Investing in travel post-pandemic: An assessment (2024)

For investors in travel and transportation, the past 18 months have been at once uncertain, volatile and yet uniquely promising.

While the short-term social and economic impacts of COVID wreaked havoc in the space – it was hard to find a travel-related company a year ago that was not reeling financially and doubtful of its future, from the biggest providers to seed-round startups – an almost whiplash-like effect has now left companies scrambling to hire people, restore or remake their business models and provide adequate service to meet rising demand.

While the Delta variant, the impact of rising costs and the acute shortage of human capital continue to inject uncertainty, the trend toward rising demand is now clear and players are at once investing for the future and assessing the long-term impact of a new set of operating constraints.

Where are we now, and what do the next 18 months hold?

Global lessons of the pandemic

One key learning is that travel is far more resilient and dynamic than even the most optimistic experts in the space predicted pre-pandemic.

We’ve always believed that spending on travel is a powerful global secular trend that will continue far into the 21st century and beyond. People love to travel, it is ingrained in their visions of themselves and the world, and it’s an experience they will not sacrifice unless they absolutely have to.

[Study questions]:
• 1. Sum up the assessment on travel investing in two sentences.
• 2. According to the assessment on travel investing, what three things continue to inject uncertainty?
• 3. From the assessment on travel investing, reproduce word for word the passage from "Where are we" to "absolutely have to.".

[Study material]:
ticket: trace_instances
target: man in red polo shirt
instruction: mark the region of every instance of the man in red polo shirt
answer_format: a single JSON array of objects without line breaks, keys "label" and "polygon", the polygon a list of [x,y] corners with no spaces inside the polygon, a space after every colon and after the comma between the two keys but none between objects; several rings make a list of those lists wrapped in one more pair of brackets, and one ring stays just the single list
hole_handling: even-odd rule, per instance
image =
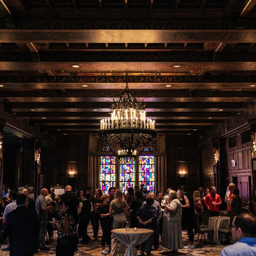
[{"label": "man in red polo shirt", "polygon": [[227,202],[227,203],[228,204],[228,211],[231,211],[231,206],[230,206],[230,201],[232,201],[232,199],[234,197],[233,191],[234,190],[234,189],[236,185],[233,183],[231,183],[228,185],[228,189],[230,191],[230,192],[228,194],[228,199],[226,199],[225,201]]},{"label": "man in red polo shirt", "polygon": [[210,194],[205,197],[204,203],[209,210],[210,217],[219,216],[219,206],[221,204],[220,196],[216,193],[216,187],[211,187]]}]

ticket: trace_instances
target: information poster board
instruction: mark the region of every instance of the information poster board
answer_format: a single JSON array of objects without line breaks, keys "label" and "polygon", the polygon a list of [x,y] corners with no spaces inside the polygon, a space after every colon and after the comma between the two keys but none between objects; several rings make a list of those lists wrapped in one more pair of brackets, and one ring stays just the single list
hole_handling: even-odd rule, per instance
[{"label": "information poster board", "polygon": [[65,193],[64,190],[64,186],[63,185],[52,185],[51,187],[53,187],[54,189],[54,194],[58,195],[61,195],[62,194]]}]

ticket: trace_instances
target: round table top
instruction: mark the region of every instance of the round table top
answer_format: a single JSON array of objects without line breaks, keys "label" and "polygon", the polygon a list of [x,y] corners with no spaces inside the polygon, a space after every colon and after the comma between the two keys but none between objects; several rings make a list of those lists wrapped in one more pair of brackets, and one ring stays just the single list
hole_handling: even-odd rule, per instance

[Results for each task]:
• 1. For travel and transportation investors, the past 18 months have been uncertain and volatile yet promising, as the pandemic's early damage gave way to companies rushing to hire, rework their business models and meet rising demand. Despite ongoing uncertainty from the Delta variant, rising costs and staff shortages, demand is clearly rising, and travel has proven more resilient and dynamic than even optimistic experts predicted.

• 2. The Delta variant, rising costs and the acute shortage of human capital.

• 3.
Where are we now, and what do the next 18 months hold?

Global lessons of the pandemic

One key learning is that travel is far more resilient and dynamic than even the most optimistic experts in the space predicted pre-pandemic.

We’ve always believed that spending on travel is a powerful global secular trend that will continue far into the 21st century and beyond. People love to travel, it is ingrained in their visions of themselves and the world, and it’s an experience they will not sacrifice unless they absolutely have to.